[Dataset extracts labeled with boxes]
^^^^

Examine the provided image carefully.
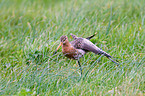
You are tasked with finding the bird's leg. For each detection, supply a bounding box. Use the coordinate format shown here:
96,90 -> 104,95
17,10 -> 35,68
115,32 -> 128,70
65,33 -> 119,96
78,60 -> 82,76
86,32 -> 97,40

^^^^

__To be done__. Can you reproduce every one of the entries above word for word, omitting the pictures?

__Response to this task__.
Examine the provided image carefully.
You are tasked with finding the bird's leg. For each detection, supply a bounding box. Use the coordinate format shown here:
96,90 -> 104,95
17,10 -> 35,68
115,32 -> 128,70
65,33 -> 119,96
78,60 -> 82,76
86,32 -> 97,40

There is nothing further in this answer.